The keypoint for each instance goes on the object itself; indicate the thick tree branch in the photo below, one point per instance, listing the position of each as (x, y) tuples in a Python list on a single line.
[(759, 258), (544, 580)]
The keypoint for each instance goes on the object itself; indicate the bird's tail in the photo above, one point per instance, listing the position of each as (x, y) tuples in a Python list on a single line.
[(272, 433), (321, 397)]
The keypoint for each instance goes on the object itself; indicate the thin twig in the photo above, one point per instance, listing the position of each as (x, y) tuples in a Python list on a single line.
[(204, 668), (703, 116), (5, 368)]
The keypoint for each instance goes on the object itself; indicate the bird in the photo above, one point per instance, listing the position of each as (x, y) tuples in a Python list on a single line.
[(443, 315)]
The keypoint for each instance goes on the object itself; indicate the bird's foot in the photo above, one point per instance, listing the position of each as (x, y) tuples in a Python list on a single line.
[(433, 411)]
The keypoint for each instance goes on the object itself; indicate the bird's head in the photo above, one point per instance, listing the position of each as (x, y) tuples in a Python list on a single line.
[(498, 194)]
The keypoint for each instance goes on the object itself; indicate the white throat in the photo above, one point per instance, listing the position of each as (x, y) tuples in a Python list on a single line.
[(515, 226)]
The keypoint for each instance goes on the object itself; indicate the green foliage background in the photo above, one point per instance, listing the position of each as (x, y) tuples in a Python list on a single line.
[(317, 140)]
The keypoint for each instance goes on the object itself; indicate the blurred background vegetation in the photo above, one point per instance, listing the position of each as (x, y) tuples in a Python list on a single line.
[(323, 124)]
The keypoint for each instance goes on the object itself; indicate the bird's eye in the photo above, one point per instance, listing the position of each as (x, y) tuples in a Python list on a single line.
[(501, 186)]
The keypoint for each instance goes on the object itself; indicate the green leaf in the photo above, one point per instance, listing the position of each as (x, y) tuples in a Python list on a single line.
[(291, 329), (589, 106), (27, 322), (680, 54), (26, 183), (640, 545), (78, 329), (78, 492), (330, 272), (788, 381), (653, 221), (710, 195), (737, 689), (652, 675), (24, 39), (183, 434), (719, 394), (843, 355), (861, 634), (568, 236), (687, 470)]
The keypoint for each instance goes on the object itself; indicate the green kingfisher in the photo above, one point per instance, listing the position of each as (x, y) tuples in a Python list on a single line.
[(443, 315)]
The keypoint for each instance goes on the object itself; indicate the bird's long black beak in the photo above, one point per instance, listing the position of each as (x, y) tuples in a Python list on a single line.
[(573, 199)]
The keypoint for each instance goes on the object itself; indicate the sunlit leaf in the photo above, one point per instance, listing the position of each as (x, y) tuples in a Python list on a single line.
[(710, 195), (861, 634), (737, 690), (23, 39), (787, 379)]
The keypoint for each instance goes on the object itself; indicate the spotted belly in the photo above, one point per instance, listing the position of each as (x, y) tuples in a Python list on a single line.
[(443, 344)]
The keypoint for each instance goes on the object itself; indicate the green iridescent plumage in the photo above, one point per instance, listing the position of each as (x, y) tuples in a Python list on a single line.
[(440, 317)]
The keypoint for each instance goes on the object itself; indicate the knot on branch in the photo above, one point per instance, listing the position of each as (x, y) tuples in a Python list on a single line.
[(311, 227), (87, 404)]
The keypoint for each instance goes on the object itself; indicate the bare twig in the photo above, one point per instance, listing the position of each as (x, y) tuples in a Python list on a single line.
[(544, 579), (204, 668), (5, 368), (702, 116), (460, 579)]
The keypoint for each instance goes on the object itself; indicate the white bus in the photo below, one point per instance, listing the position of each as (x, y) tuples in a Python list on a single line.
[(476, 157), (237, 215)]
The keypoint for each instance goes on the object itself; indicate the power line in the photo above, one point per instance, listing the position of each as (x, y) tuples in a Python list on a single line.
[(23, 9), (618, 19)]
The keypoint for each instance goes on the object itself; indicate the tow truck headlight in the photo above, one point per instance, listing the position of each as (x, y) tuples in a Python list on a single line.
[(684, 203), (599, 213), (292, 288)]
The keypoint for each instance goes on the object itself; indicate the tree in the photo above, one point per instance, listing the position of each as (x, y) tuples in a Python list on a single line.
========
Output each of the records exactly as it stands above.

◆ Answer for the task:
The keypoint for each instance goes on the object itself; indicate the thick tree branch in the photo below, one point per instance, listing the position of each as (x, y) tuples in a Python list on a single line.
[(759, 258), (544, 580)]
The keypoint for each instance goes on the object itself; indicate the bird's tail in the photo above, one point per instance, listing the position of each as (x, y) tuples in a Python list on a single line.
[(272, 433), (321, 397)]
The keypoint for each instance goes on the object itself; indicate the thin twig in the photo above, one point per instance, listing the position of each as (x, y) tuples in a Python list on a single line.
[(204, 668), (703, 116), (5, 368)]
The keypoint for each instance goes on the object itself; indicate the bird in the photo above, one point per instance, listing the position of each as (x, y) tuples in a Python list on a single line.
[(443, 315)]
The keypoint for each instance goes on the object itself; indicate the bird's foot in the photo above, one point per instance, listing the position of each as (x, y) tuples in a Python list on a single line.
[(433, 411)]
The keypoint for each instance goes on the object itself; indicate the bird's head in the photo above, one point per instance, listing the position of each as (x, y) tuples in a Python list on a single line.
[(498, 194)]
The keypoint for each instance goes on the object itself; indicate the white throat in the photo above, one point per instance, listing the position of each as (x, y) tuples in a Python list on a single line.
[(515, 226)]
The keypoint for each instance goes on the object itself; indicate the green foliage background in the photo above, one point per instance, listing the position of each as (x, y) tuples in a Python list on a single line.
[(317, 140)]
The keypoint for each instance goes on the object itself; indicate the blurred background vegetation in the photo above, one point per instance, listing the position of each as (x, y) tuples in a Python list on a single line.
[(323, 124)]
The keypoint for each instance goes on the object itself; indicate the bird's eye in the photo above, one point per instance, listing the position of each as (x, y) tuples in a Python list on a single line.
[(501, 186)]
The keypoint for each instance goes on the object itself; indicate the green leaf in the photo above, one point per instance, listing the position of each as (x, y) tuples in a Python list on a single line.
[(291, 329), (589, 106), (27, 322), (680, 54), (26, 183), (640, 545), (78, 329), (78, 492), (330, 272), (788, 381), (653, 221), (710, 195), (737, 689), (652, 675), (24, 39), (183, 434), (719, 394), (843, 355), (861, 634), (568, 236), (687, 470)]
The keypoint for each instance goes on the object itself; indicate the green kingfisher in the photo above, one point per instance, listing the position of each as (x, y) tuples in a Python list on a single line.
[(443, 315)]
The keypoint for each instance goes on the object itself; indicate the bird's long black beak in the photo above, one point per instance, listing the position of each as (x, y) tuples in a Python list on a single line.
[(573, 199)]
The keypoint for each instance goes on the object itself; indicate the sunlit leaf in the photo above, one point per instance, listing the position of each as (x, y) tuples in a Python list on a single line.
[(710, 195), (861, 634), (737, 690), (23, 39), (787, 379)]
The keypoint for each instance goes on the object itself; indicate the spotted belly in the photo above, one point per instance, listing the position of each as (x, y) tuples in a Python list on a single line.
[(443, 344)]
The keypoint for each instance goes on the object itself; indicate the green iridescent plumage in the photo above, one point per instance, listing the position of each as (x, y) tuples in a Python list on a single line.
[(440, 317)]
The keypoint for each instance goes on the object itself; indicate the knot on branch in the photo above, one point per instance, listing the position of each as (x, y) tuples in a Python list on a single line.
[(311, 227), (87, 404)]
The keypoint for each instance goes on the object itself; indicate the bare twig in the photo above, one point per instance, listing the position of each as (x, y) tuples in a Python list on a single line.
[(544, 579), (204, 668), (5, 368), (702, 116), (460, 579)]
The keypoint for each instance goes on the object itself; indicate the white bus in the photo below, one point per instance, listing the position of each as (x, y) tuples in a Python list on a single line.
[(476, 157), (237, 215)]
The keypoint for each instance goes on the object itself; indicate the power line in the photo above, one point per instance, listing the position of each as (x, y) tuples in a Python list on a single line.
[(23, 9), (618, 19)]
The keypoint for each instance goes on the object itself; indicate the tow truck headlight in the photo above, one point per instance, listing the position of each as (x, y) tuples in a Python list on a single line.
[(684, 203), (599, 213), (292, 288)]
The keypoint for each instance goes on the object itself; indicate the tree in the photo above, one point per instance, listing the position of each as (x, y) tuples in a Python list on a single line.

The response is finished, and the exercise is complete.